TEXT TO READ:
OCR Software Dev Abbyy Exposes 200,000 Customer Documents (bleepingcomputer.com)
A misconfigured MongoDB server belonging to Abbyy, an optical character recognition software developer, allowed public access to customer files. From a report: Independent security researcher Bob Diachenko discovered the database on August 19 hosted on the Amazon Web Services (AWS) cloud platform. It was 142GB in size and it allowed access without the need to log in. The sizeable database included scanned documents of the sensitive kind: contracts, non-disclosure agreements, internal letters, and memos. Included were more than 200,000 files from Abbyy customers who scanned the data and kept it at the ready in the cloud. "Some collection names like 'documentRecognition,' or 'documentXML' hinted that database would be part of a data recognition company infrastructure," Diachenko writes in a blog post today.
Don't bother keeping anything onsite. Thanks, AWS.
https://www.youtube.com/watch?...
Pain is merely failure leaving the body
I just assume that any online (cloud based or not) OCR or fax bridge site is going to store a copy of my document in an insecure way. I assume that employees of the service will have access to view my document. I haven't thought too much about them exposing my documents to the public, but it's not a huge step from what I already assumed about them. Anyway, the result is that I don't send anything sensitive or with information I wouldn't want publicly known through online OCR or fax. Because it would be crazy to upload my private sensitive documents to randos on the Internet and assume that they'll never be seen.
the DB itself was on the web? and not under some kind of proxy?
Notice how those who decided to have the scanning process outsourced to "somewhere in the cloud" will consider this a confirmation of their success. Now all the blame is assigned to Abby, and no blame assigned to them - exactly what they wanted to achieve, nothing less.
Yeah that's the thing...it is so easy to use and already comes with an API. The only reason your typical developer would put anything behind a proxy is to graft an API onto it.
I object to power without constructive purpose. --Spock
Couldn't a bunch of AWS customers band together to hire a security researcher to check their permissions? Or even Amazon itself on behalf of their clients?
Granted, there are issues of what companies want public and what they want private. I'm guessing anything bigger than a gig might trigger a warning, as would anything with personal data.
Then again, I've never used the cloud for anything more than transferring stuff from my phone to my PC, or vice versa, and have never used AWS. So I have no real experience with the issues, but am willing to bloviate on them, just like Trump.

WHAT NEEDS TO BE DONE:
Turn the paragraph of the Abbyy thread that begins "A misconfigured MongoDB server" into a short bulleted list that keeps its main facts.

INFORMATION PROVIDED:
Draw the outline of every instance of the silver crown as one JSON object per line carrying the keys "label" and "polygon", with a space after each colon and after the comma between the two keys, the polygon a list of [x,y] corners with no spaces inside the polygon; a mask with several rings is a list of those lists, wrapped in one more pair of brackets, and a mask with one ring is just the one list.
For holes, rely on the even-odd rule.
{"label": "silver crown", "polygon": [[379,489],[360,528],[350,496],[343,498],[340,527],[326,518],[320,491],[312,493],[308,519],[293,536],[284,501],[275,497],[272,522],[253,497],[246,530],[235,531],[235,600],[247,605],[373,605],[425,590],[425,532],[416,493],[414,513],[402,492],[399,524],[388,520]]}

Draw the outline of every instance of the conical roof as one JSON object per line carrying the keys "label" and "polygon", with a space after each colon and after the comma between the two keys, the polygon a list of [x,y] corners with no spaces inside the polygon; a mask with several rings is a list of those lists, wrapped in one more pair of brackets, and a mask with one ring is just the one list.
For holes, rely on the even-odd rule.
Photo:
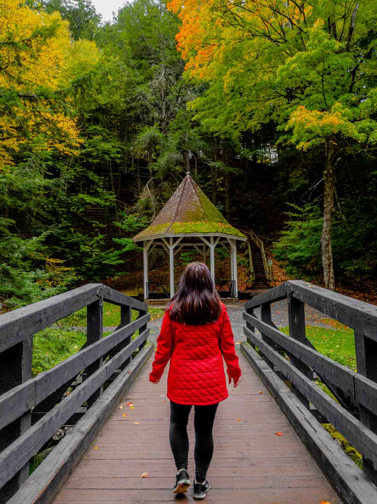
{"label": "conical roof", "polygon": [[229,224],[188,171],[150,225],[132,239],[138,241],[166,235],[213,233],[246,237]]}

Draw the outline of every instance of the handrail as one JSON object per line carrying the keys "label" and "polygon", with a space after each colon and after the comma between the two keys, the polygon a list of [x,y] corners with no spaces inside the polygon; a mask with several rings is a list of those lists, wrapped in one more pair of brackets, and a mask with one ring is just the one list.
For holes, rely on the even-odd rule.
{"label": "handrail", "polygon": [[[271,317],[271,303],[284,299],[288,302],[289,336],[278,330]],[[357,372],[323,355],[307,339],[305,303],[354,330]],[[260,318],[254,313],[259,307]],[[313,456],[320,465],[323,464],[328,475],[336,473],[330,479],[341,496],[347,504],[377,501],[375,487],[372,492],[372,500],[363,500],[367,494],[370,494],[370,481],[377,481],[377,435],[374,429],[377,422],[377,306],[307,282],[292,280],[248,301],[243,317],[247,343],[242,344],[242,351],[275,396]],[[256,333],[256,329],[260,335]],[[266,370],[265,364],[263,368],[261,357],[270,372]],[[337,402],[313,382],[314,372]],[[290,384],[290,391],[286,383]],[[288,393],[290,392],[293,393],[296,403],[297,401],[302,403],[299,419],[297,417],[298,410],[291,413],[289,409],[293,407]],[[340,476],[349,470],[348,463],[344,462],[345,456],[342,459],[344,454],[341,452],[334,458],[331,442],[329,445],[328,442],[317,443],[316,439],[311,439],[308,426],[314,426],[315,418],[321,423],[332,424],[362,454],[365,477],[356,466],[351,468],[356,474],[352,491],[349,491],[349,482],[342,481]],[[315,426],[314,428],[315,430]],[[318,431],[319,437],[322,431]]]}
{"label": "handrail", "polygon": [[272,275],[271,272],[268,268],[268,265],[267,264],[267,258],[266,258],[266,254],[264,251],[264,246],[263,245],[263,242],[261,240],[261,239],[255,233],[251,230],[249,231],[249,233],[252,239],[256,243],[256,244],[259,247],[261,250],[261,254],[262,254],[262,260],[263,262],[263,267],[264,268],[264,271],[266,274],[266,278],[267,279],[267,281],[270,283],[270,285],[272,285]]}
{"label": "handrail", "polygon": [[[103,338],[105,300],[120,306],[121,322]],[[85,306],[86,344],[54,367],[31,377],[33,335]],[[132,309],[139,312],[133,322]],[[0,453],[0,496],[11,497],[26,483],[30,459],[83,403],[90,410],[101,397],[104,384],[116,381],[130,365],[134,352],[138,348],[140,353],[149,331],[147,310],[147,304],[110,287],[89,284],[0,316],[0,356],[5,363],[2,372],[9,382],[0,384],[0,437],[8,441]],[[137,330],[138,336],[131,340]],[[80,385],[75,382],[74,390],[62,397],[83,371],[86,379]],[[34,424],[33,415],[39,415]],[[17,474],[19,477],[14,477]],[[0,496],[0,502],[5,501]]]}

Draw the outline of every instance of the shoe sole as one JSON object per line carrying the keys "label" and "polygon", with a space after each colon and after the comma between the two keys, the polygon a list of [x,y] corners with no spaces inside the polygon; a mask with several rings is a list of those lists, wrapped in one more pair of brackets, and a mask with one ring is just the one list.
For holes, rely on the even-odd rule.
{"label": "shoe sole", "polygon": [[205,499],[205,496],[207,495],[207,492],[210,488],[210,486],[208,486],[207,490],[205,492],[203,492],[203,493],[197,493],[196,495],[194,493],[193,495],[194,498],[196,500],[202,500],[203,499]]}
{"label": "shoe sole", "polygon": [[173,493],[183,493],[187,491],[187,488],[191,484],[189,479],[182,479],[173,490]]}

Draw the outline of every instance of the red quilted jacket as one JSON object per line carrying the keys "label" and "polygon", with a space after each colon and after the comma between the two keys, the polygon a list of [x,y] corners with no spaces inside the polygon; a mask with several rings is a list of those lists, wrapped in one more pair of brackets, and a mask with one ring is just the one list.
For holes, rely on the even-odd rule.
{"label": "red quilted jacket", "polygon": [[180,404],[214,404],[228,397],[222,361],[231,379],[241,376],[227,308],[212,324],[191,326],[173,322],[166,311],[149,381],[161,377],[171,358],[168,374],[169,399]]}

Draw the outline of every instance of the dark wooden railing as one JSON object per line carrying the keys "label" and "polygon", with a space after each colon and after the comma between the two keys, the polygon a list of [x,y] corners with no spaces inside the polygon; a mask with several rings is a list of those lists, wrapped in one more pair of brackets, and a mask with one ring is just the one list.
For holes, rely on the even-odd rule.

SOLUTION TO THIS TASK:
- A misconfigured MongoDB server belonging to Abbyy, an optical character recognition software developer, allowed public access to customer files.
- Independent security researcher Bob Diachenko discovered the database on August 19 on the Amazon Web Services (AWS) cloud platform.
- The database was 142GB and could be accessed without logging in.
- It held more than 200,000 files from Abbyy customers, including sensitive scanned documents such as contracts, non-disclosure agreements, internal letters, and memos.
- According to Diachenko, collection names like "documentRecognition" and "documentXML" hinted that the database was part of a data recognition company's infrastructure.